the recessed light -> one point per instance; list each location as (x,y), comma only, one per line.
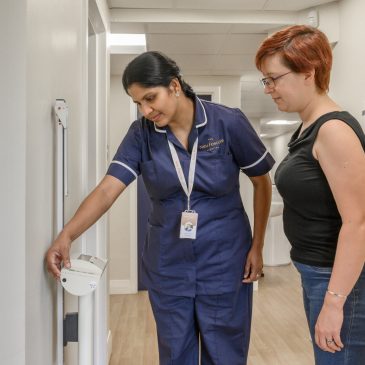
(126,39)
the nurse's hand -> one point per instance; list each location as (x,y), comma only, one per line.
(57,254)
(254,265)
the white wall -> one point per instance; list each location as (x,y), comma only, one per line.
(348,73)
(12,181)
(45,58)
(119,217)
(230,87)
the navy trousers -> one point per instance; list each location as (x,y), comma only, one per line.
(222,322)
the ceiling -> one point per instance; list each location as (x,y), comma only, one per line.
(211,37)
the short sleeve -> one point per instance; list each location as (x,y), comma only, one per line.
(126,162)
(250,153)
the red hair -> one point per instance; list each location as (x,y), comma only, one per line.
(302,48)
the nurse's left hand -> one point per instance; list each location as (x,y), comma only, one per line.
(253,266)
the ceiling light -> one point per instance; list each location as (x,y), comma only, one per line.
(127,43)
(282,122)
(126,39)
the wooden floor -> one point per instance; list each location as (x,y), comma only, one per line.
(279,329)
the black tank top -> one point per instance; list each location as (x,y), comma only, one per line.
(311,218)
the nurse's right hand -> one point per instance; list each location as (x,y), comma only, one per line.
(57,254)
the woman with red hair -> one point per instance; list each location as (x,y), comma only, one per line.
(322,182)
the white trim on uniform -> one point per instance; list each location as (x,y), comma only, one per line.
(126,166)
(255,163)
(158,129)
(205,116)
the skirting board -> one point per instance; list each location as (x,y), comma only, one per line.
(121,287)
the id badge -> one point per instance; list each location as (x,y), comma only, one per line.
(189,221)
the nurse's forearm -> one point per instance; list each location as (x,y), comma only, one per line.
(261,207)
(93,207)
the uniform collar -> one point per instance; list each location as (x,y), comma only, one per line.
(200,116)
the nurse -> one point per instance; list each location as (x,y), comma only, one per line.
(200,257)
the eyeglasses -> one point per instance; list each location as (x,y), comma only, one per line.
(269,82)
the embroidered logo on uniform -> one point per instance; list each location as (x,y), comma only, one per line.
(211,145)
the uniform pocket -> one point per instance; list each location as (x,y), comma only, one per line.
(151,254)
(216,174)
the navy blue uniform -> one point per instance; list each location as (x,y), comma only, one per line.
(212,264)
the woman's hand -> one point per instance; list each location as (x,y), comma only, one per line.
(328,326)
(254,265)
(57,254)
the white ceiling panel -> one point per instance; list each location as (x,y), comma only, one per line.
(255,28)
(139,28)
(221,38)
(294,5)
(237,64)
(140,4)
(186,43)
(188,28)
(242,43)
(221,5)
(192,63)
(118,63)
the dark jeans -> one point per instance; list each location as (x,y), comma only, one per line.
(315,282)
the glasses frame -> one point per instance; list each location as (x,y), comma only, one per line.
(273,79)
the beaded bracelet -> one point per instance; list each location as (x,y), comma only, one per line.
(336,294)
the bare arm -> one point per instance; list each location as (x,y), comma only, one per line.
(90,210)
(342,159)
(261,203)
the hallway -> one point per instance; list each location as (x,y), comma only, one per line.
(279,330)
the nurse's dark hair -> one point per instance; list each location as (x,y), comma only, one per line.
(302,48)
(152,69)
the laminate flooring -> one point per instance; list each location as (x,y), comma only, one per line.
(279,330)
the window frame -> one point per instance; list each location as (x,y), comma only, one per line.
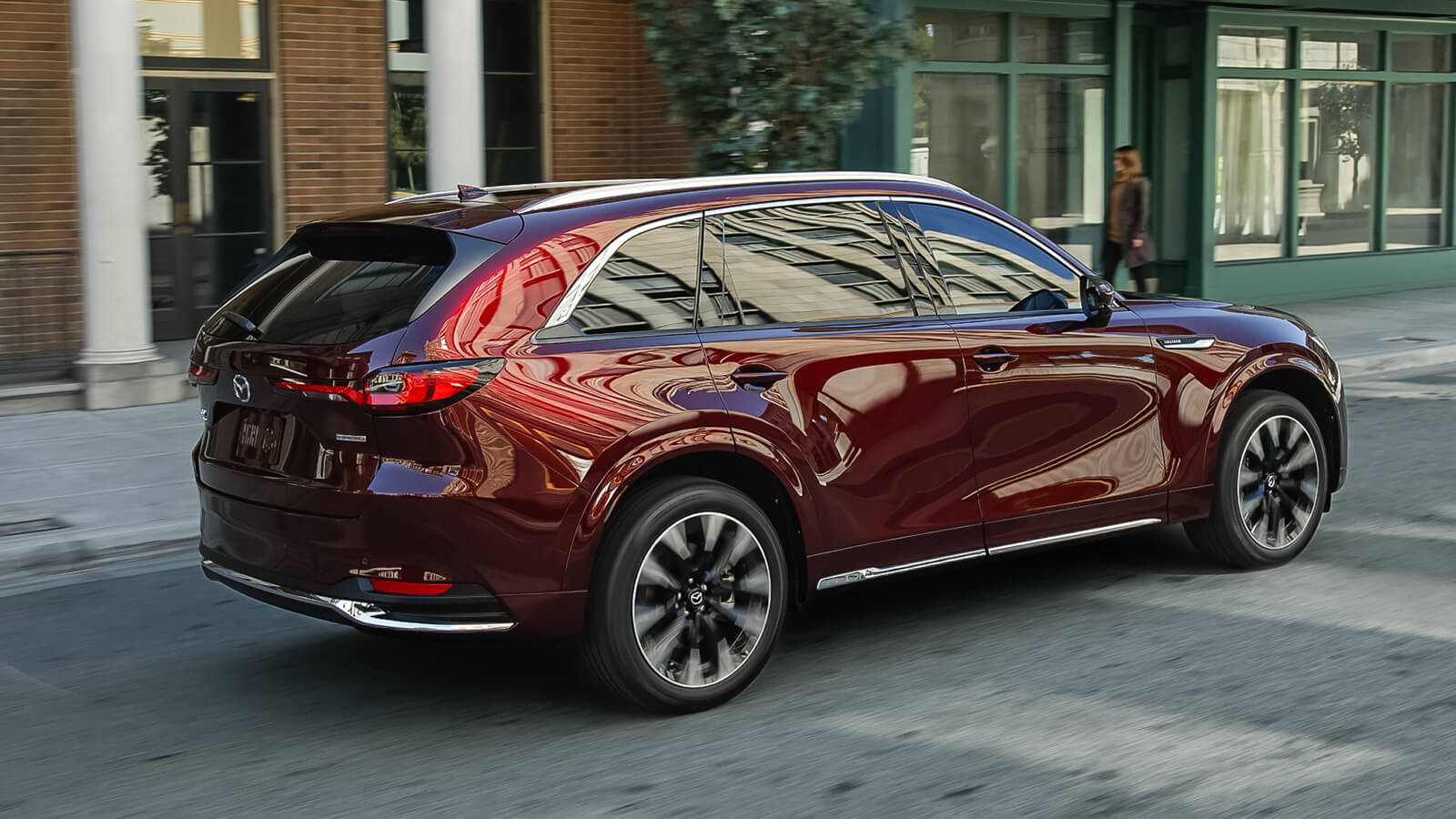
(261,63)
(1293,76)
(557,327)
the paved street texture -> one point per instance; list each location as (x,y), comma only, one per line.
(1123,678)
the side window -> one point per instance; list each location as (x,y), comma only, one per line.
(650,283)
(987,268)
(815,261)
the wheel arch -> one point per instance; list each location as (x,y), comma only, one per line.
(1295,376)
(730,465)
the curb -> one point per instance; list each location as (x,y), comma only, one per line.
(1397,360)
(65,551)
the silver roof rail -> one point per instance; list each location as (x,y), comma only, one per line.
(455,193)
(638,188)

§ Task directions
Reproduce word for word every line from the one containing "the hallway ->" through the end of the entries, both ends included, and leave the pictures out.

§ Full answer
the hallway -> one point per instance; list each location as (x,y), comma only, one per line.
(279,330)
the nurse's dark hair -> one point per instance; list each location as (x,y), comma only, one per line.
(302,48)
(152,69)
the laminate flooring -> one point per instance; list each location as (x,y), comma only, one per line.
(279,330)
the window frame -> one point per instance; list each location as (x,y), comma only, one per line.
(261,63)
(1293,76)
(557,327)
the paved street texture -> one point per instance; list each location as (x,y), comma only, one per line.
(1123,678)
the side window -> one point per instance; list each location as (x,y), comma only, one per line.
(650,283)
(987,268)
(815,261)
the wheel arch -> one point per instance; list each location as (x,y), comma only, one per line.
(1295,376)
(730,465)
the curb -> one point per instance; list each location as (x,y), comma only, one per line.
(1397,360)
(65,551)
the silver roof rail -> one point per instance; list each location as (x,y), comma only, one per line.
(455,193)
(638,188)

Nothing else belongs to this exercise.